* _Task to carry out_: Please list every line in the items below that contains the word "gray", copying each such line in full.

## BEGIN Information given

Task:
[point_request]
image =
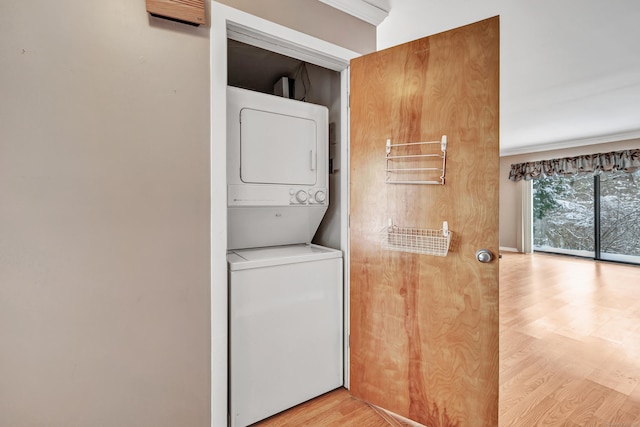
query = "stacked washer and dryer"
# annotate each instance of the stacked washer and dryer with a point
(285, 294)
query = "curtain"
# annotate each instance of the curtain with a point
(626, 160)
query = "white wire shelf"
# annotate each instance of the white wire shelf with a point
(411, 165)
(416, 240)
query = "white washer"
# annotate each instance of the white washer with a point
(285, 328)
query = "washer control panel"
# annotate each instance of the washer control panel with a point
(307, 196)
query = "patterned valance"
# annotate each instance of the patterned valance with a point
(626, 160)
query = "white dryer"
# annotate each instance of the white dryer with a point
(277, 169)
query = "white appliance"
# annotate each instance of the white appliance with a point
(277, 169)
(285, 328)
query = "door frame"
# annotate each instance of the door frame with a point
(227, 22)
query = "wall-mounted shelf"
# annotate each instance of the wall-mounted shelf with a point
(416, 162)
(416, 240)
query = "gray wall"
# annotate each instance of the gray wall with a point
(510, 197)
(104, 216)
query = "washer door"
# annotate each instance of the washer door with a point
(277, 148)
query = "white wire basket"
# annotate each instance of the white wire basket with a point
(416, 240)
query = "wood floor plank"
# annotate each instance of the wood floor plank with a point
(554, 371)
(582, 318)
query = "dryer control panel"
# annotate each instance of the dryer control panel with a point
(271, 195)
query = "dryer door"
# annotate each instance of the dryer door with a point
(277, 148)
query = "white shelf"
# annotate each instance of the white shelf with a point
(407, 163)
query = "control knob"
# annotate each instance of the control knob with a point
(301, 196)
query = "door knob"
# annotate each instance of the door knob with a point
(484, 255)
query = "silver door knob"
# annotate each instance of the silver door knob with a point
(484, 255)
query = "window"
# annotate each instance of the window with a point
(594, 216)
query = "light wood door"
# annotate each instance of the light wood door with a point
(424, 329)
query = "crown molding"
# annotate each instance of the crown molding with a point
(572, 143)
(361, 9)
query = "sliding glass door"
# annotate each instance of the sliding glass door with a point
(620, 216)
(595, 216)
(563, 215)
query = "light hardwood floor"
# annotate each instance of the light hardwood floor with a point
(569, 342)
(569, 350)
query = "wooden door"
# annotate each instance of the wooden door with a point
(424, 329)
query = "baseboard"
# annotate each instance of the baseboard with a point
(396, 420)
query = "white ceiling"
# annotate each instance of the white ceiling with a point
(570, 69)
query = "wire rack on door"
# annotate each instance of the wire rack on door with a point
(416, 240)
(416, 162)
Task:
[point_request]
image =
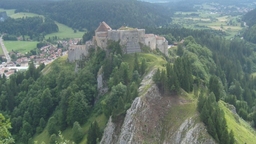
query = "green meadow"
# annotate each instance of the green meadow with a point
(20, 46)
(205, 19)
(64, 31)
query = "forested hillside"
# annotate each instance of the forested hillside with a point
(250, 19)
(87, 14)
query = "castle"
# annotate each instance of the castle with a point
(130, 39)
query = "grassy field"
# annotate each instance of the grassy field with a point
(23, 15)
(20, 46)
(204, 18)
(9, 12)
(65, 32)
(242, 130)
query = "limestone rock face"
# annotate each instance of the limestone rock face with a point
(144, 121)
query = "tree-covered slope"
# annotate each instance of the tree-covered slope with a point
(80, 14)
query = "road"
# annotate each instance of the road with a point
(7, 56)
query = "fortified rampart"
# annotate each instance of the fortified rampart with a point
(130, 39)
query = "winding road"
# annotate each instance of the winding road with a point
(7, 56)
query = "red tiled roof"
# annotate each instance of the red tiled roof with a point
(103, 27)
(149, 35)
(102, 34)
(160, 38)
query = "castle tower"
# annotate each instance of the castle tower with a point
(101, 35)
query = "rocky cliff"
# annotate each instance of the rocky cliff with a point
(152, 119)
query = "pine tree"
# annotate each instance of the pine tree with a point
(93, 133)
(143, 67)
(231, 137)
(201, 101)
(136, 63)
(77, 132)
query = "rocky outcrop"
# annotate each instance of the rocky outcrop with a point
(144, 121)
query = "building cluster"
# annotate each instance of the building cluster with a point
(46, 55)
(131, 39)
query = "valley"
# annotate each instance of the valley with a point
(128, 72)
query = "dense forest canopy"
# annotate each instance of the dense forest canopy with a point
(81, 14)
(250, 19)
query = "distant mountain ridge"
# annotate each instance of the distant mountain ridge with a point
(87, 14)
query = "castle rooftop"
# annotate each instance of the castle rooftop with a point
(103, 27)
(126, 28)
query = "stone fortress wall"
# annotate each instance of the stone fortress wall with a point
(130, 39)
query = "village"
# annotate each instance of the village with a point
(46, 55)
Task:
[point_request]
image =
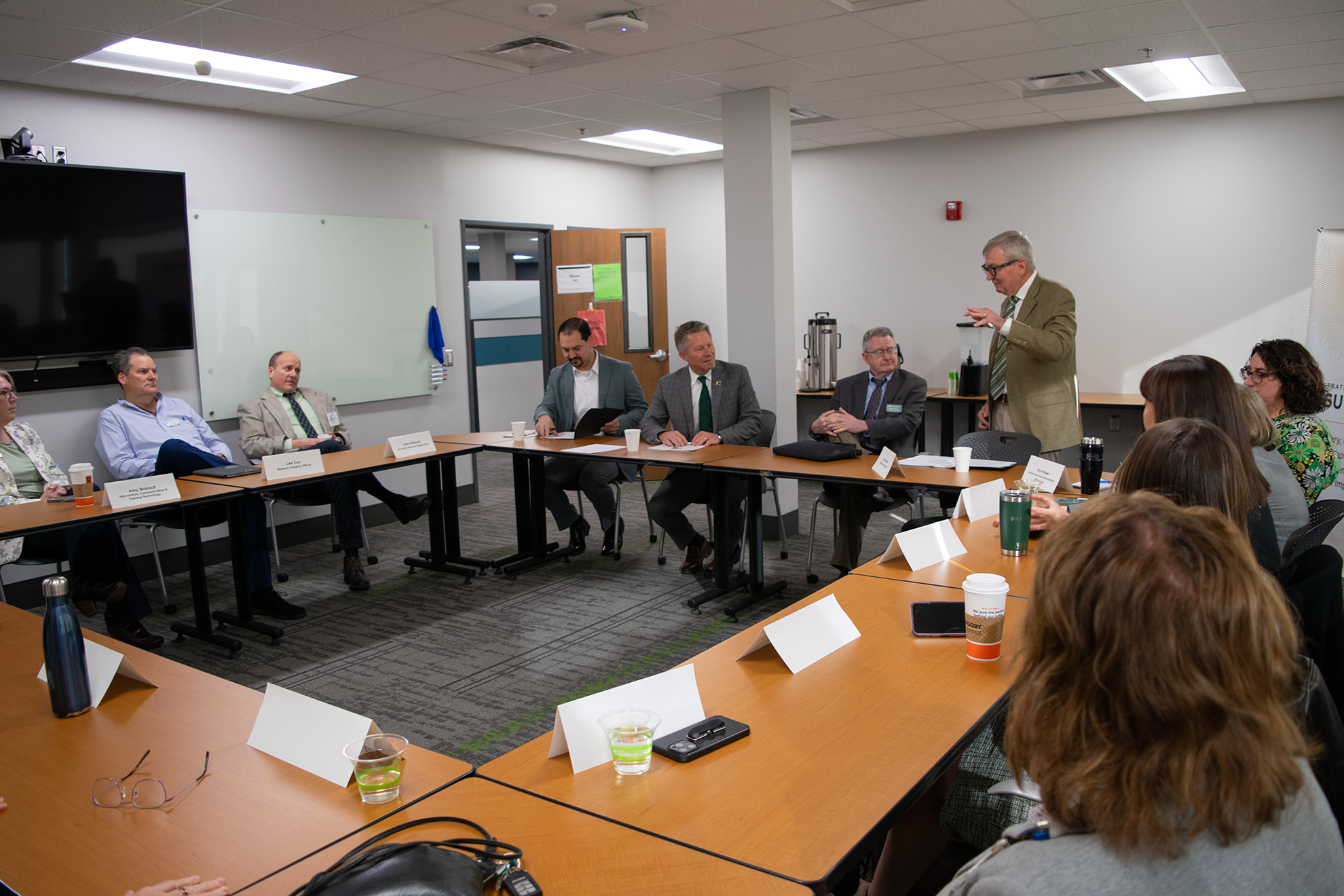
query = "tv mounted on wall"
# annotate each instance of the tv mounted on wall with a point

## END Information given

* _Response to this exercise_:
query = "gray wall"
# annotate each instance of the gray wall with a point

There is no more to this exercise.